_REQUIRED ACTION_: Write the records out again, unchanged.

(Dataset items)
□ □ □ □
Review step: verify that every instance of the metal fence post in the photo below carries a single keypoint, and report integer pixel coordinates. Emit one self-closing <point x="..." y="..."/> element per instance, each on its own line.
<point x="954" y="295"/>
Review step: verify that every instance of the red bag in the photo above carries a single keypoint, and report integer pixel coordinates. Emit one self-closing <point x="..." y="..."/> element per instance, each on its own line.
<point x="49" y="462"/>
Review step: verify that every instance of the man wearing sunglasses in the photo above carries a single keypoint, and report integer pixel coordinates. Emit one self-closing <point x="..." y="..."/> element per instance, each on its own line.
□ □ □ □
_WRITTEN REPLY_:
Review step: verify that every instance of the metal fence post in the photo below carries a single keypoint, and report integer pixel coordinates. Emit one self-closing <point x="..." y="..."/> element per instance, each on its own line.
<point x="954" y="295"/>
Review step: verify that every instance of the red bag in the photo above carries a single keypoint, and report integer pixel coordinates. Emit one self-closing <point x="..." y="..."/> element per instance, each on its own line.
<point x="49" y="462"/>
Review step: verify that every instance of the man wearing sunglasses in the photo above carries a single keypoint, and report integer pixel coordinates. Emit one self-closing <point x="..." y="..."/> element per instance, each on its own line.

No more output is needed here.